▶ _Goal_
Copy out the material below line for line, without changing anything, and leave out the picture.

Image object location entries:
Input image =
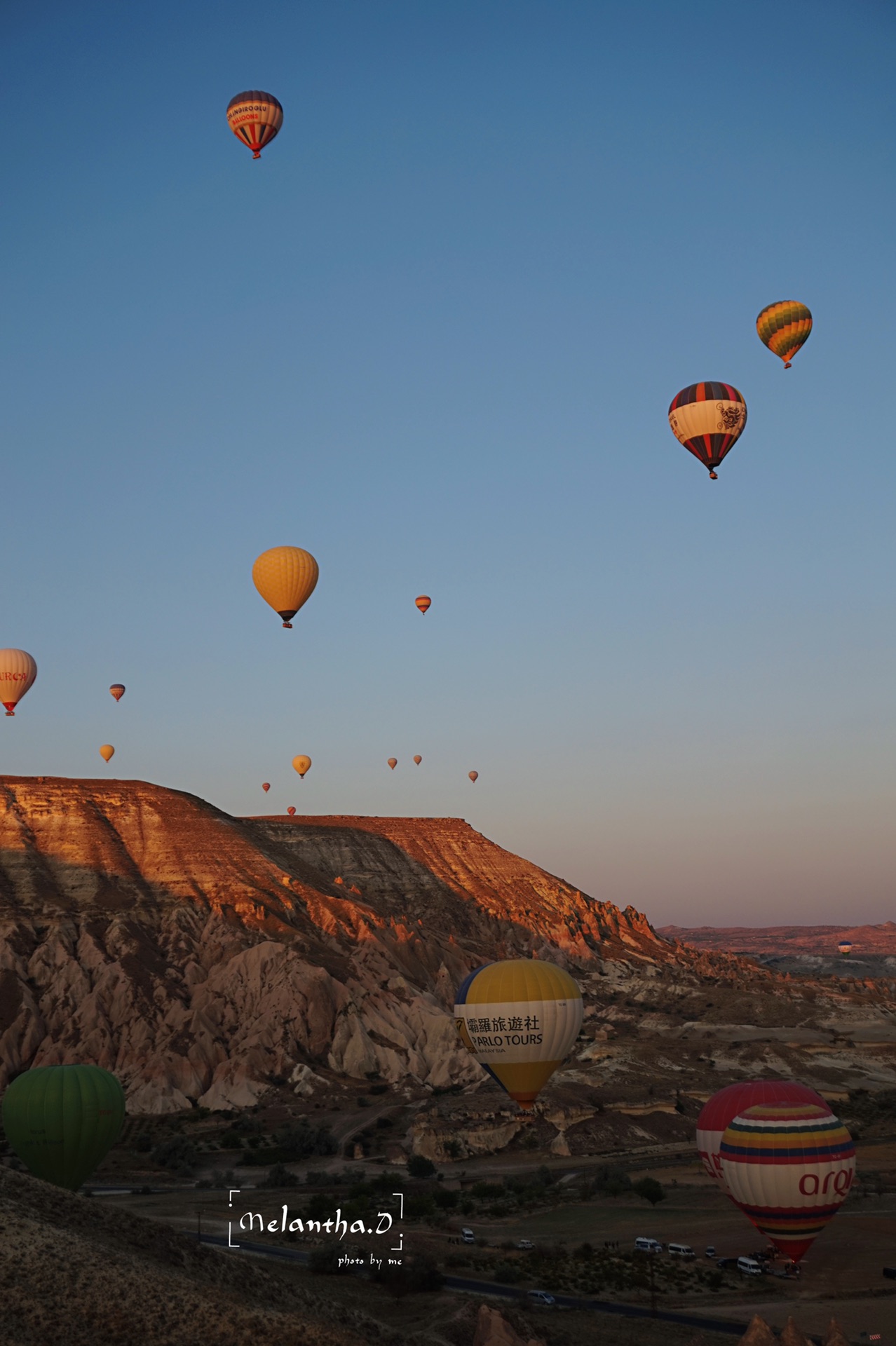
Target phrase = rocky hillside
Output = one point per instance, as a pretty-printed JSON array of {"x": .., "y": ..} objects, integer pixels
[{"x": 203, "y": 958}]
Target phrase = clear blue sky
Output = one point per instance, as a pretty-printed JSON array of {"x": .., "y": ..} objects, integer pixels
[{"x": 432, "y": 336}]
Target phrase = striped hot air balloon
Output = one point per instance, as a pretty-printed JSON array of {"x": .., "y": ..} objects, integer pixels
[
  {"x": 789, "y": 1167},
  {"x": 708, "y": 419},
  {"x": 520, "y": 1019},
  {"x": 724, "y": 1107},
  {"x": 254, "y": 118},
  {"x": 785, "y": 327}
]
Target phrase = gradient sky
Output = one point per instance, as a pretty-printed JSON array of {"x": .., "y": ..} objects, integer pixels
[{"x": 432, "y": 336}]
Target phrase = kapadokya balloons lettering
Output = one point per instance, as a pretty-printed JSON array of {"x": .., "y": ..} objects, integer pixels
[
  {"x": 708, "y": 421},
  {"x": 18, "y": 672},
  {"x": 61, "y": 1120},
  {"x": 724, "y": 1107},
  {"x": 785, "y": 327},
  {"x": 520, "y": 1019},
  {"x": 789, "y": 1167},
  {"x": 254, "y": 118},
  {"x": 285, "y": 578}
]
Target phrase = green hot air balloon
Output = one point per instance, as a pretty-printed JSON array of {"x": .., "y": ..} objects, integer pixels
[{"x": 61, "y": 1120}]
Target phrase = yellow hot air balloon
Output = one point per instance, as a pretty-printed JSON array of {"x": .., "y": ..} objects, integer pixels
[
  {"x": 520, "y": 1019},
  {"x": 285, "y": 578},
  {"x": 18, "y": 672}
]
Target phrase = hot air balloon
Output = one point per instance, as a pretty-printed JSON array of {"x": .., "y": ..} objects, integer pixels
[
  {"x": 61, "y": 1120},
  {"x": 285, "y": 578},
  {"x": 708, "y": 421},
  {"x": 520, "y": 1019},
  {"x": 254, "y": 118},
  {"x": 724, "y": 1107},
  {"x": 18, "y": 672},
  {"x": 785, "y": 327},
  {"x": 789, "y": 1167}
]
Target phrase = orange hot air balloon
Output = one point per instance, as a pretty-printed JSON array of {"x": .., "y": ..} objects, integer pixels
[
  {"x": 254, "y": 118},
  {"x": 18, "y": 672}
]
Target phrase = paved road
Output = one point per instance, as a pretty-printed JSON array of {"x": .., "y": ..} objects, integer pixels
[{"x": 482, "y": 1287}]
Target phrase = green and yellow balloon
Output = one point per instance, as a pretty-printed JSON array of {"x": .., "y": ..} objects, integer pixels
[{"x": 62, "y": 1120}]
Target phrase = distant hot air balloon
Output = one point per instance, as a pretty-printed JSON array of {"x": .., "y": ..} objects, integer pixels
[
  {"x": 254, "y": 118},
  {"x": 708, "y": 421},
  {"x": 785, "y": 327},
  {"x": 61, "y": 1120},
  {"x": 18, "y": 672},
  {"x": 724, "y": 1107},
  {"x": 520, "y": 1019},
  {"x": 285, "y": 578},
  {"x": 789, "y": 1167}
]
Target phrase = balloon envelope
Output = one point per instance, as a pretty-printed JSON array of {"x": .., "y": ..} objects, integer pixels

▶ _Task result_
Input image =
Target phrase = rocky hillside
Output = one point per instance, as a pretty-printed JSON array of {"x": .., "y": ..} objects, integer pixels
[{"x": 203, "y": 958}]
Target phrase = clear blue sky
Output = one point per instance, as a pretty-printed JSON array of {"x": .., "y": ..} objects, integer pixels
[{"x": 432, "y": 336}]
Target phrase = striped hot air balloon
Output = one point per instance, as a pretty-printed JSON array of {"x": .., "y": ..} objects, integer pixels
[
  {"x": 789, "y": 1167},
  {"x": 708, "y": 419},
  {"x": 520, "y": 1019},
  {"x": 724, "y": 1107},
  {"x": 254, "y": 118},
  {"x": 785, "y": 327}
]
Target phrase = gradient sky
Output = one point per instance, as a pretty-printed JSON array of {"x": .., "y": ..} objects, integer pixels
[{"x": 432, "y": 336}]
Target phrase = kapadokya balloons lettering
Output = one point per instance, as a pretty-printed JSON array of {"x": .., "y": ..} objects, integer pixels
[
  {"x": 708, "y": 421},
  {"x": 18, "y": 672},
  {"x": 61, "y": 1120},
  {"x": 724, "y": 1107},
  {"x": 785, "y": 327},
  {"x": 520, "y": 1019},
  {"x": 789, "y": 1167},
  {"x": 254, "y": 118},
  {"x": 285, "y": 578}
]
Target phrase = green hot air balloon
Output = one point per instance, as a pretty-printed JSON array of {"x": .., "y": ..} objects, integer pixels
[{"x": 61, "y": 1120}]
Target phrase = yellow hot air balloon
Output = one point per instance, as a pretty-printed JSON array of {"x": .., "y": ..} objects, integer pixels
[
  {"x": 520, "y": 1019},
  {"x": 285, "y": 578},
  {"x": 18, "y": 672}
]
Target phrase = hot air balloon
Output = one point per instance, as a pretty-printed JSON array of {"x": .., "y": ..} objects, integer pixels
[
  {"x": 61, "y": 1120},
  {"x": 285, "y": 578},
  {"x": 708, "y": 421},
  {"x": 520, "y": 1019},
  {"x": 254, "y": 118},
  {"x": 724, "y": 1107},
  {"x": 18, "y": 672},
  {"x": 785, "y": 327},
  {"x": 789, "y": 1167}
]
Target phrase = orange hot air balloon
Output = one point per instance, as a pretty-printed JSON array of {"x": .., "y": ..} objects, integer pixels
[
  {"x": 254, "y": 118},
  {"x": 18, "y": 672}
]
Target phrase = paved road
Output = one point per instance, as a pretty-printed JSON array of {"x": .., "y": ..} objects, integer pixels
[{"x": 482, "y": 1287}]
Target phrase = green and yellow balloon
Output = one point per instance, as a pretty-printed JSON array of {"x": .., "y": ..} objects, integer pixels
[{"x": 62, "y": 1120}]
Target phrase = distant hot air balloon
Output = one point per instance, as a pretty-printed JSON array of {"x": .., "y": ..} objects, integer pixels
[
  {"x": 254, "y": 118},
  {"x": 708, "y": 421},
  {"x": 785, "y": 327},
  {"x": 61, "y": 1120},
  {"x": 18, "y": 672},
  {"x": 724, "y": 1107},
  {"x": 520, "y": 1019},
  {"x": 285, "y": 578},
  {"x": 789, "y": 1167}
]
Target phrase = balloon envelope
Output = one point per instance, as a pretty-printed JSON array of {"x": .., "y": ..} objects, integer pixels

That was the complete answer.